Краткая история Латинской Америки - Джон Чарльз Частин
За пределами северо-восточного ядра бо́льшая часть колониальной Бразилии была едва населена. Северо-запад Амазонки, занимая почти половину континента, оставался бесконечным тропическим лесом с горсткой крошечных португальских городков и несколькими миссиями иезуитов по берегам рек: жили здесь в основном полуоседлые коренные племена. Пустоши за сахарным побережьем, сертан, оставались беднейшей скотоводческой местностью. Любой из путей в другие внутренние районы представлял собой тысячемильную одиссею на каноэ, включая трудные переправы между реками, возможные только в сезон дождей. Португальцы называли эти экспедиции «муссонами» – словом, которое они выучили в Индии. К югу от Сан-Паулу, в вечнозеленых лесах за пределами тропиков, иезуитских миссий становилось больше. И уже за этими лесами на юг до Рио-де-ла-Плата простирались открытые луга. Здесь скот и лошади, сбежавшие из миссий, дичали, размножались и бродили на свободе бесчисленными стадами.
В целом колониальная Бразилия не могла конкурировать с колониальной Испанской Америкой. Сахар никогда не ценился так, как серебро. Основным направлением португальской морской империи с богатыми африканскими и азиатскими аванпостами Бразилия стала далеко не сразу, уступая соседке во всех отношениях: она была меньше, беднее, менее населенной (в десять раз!) и хуже управляемой. Дробная плантационная экономика Бразилии ограничивала и тормозила урбанизацию и распыляла административную власть. В конце концов и здесь появились два вице-королевства, но к полноте власти испано-американских вице-королей бразильские приближались только во время войны. Португалия просто меньше делала для своих колоний. Например, в Испанской Америке всего через столетие после колонизации уже была дюжина университетов, а в Бразилии так и не появилось ни одного. Впору задаться вопросом, как Бразилия вообще оставалась португальской колонией целых триста лет.
========================================
ЗАДАЧА:
Продолжите отрывок о колониальной Бразилии, начав сразу после его последнего предложения.
========================================
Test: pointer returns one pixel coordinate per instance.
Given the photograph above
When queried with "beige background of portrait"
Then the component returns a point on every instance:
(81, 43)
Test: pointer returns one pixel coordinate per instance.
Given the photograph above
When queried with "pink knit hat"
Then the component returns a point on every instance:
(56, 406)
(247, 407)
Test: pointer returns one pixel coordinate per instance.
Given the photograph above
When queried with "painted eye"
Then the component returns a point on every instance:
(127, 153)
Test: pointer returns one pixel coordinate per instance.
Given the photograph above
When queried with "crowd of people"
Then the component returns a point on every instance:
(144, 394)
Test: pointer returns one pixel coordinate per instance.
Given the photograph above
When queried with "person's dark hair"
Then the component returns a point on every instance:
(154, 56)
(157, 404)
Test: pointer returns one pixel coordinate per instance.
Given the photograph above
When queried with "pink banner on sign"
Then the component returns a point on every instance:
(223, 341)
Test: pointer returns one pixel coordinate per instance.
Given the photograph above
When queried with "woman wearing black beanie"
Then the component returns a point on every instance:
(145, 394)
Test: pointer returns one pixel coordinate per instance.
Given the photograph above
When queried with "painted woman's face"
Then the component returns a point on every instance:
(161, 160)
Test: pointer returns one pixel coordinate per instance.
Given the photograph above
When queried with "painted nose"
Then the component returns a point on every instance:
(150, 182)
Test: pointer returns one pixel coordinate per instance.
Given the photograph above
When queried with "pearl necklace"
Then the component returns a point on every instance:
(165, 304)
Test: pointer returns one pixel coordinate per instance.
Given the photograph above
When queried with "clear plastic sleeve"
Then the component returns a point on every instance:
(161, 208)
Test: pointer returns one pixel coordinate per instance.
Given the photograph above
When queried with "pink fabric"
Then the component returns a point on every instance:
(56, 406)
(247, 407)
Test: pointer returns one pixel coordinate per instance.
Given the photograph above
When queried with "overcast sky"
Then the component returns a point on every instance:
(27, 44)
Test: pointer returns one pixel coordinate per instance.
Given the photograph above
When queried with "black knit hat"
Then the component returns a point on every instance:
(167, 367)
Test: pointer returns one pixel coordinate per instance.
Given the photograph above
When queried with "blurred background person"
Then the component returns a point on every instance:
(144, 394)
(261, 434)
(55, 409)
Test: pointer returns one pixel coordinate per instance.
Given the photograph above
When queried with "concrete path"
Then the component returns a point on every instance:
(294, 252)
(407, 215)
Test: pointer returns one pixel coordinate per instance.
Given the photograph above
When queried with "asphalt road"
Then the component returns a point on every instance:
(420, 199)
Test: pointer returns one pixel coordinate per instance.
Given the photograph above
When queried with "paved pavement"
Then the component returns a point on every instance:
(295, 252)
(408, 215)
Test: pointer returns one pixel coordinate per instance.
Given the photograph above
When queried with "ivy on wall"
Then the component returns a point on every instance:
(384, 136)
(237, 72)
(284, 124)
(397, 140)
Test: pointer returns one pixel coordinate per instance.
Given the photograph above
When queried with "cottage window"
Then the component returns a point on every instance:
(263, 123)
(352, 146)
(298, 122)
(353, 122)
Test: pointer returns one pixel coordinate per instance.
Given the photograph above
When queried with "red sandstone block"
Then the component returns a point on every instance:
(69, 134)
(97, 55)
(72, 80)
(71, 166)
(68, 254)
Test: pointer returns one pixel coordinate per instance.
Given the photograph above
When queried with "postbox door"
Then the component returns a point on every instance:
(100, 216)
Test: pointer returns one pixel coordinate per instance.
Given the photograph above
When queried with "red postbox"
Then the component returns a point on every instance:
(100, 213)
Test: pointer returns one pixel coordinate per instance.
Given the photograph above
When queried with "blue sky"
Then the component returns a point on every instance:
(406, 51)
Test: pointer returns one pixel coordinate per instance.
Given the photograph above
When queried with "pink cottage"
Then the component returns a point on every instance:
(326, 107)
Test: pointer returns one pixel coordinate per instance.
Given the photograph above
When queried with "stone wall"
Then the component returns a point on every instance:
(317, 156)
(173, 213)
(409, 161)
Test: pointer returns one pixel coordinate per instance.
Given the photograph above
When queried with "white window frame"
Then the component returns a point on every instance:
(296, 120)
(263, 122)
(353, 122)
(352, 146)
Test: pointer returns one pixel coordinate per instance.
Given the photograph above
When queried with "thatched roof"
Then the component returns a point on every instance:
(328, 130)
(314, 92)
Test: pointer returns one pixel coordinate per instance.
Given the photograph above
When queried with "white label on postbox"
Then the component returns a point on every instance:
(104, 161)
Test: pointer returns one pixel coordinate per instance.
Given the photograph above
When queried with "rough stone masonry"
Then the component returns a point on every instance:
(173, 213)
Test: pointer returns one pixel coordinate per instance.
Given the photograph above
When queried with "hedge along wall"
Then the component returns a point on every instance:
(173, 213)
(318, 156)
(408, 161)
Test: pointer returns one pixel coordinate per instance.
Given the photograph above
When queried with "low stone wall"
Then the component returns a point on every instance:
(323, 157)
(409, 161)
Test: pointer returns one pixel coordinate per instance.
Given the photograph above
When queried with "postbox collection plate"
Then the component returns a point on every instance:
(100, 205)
========================================
ОТВЕТ К ЗАДАЧЕ:
Сила гегемонии
Как Испания, так и Португалия не могли себе позволить неограниченно тратиться на колонизацию. Ни у одной из них не было в колониях крупных войск. Иберийские колонизаторы и их потомки, рожденные в Америке, даже в ядрах колонизации составляли незначительное меньшинство. Так как же они сохраняли контроль над такой обширной территорией в течение трех столетий?
Чтобы ответить на этот вопрос, обратимся к истории сестры Хуаны Инес де ла Крус, мексиканской монахини, умершей в 1695 году. В возрасте семи лет Хуана сделала неожиданное заявление: она захотела поступить в университет Мексики (который открыл свои двери в 1553 году, за столетие до Гарварда). Она была готова даже притвориться мужчиной ради этого, но безрезультатно. Университетское образование было якобы слишком сложным для Хуаны. И неважно, что она читала с трех лет, выучила латынь ради забавы, в 17 ошеломила знаниями жюри из 40 университетских профессоров, а ее стихи знала вся Мексика. Как и у других женщин ее класса, у нее было только два варианта: выйти замуж и всю свою энергию направить на служение мужу и детям или стать монахиней. Хуана выбрала монастырскую жизнь, которая давала капельку больше независимости. Она стала сестрой Хуаной и именно под этим именем вошла в историю.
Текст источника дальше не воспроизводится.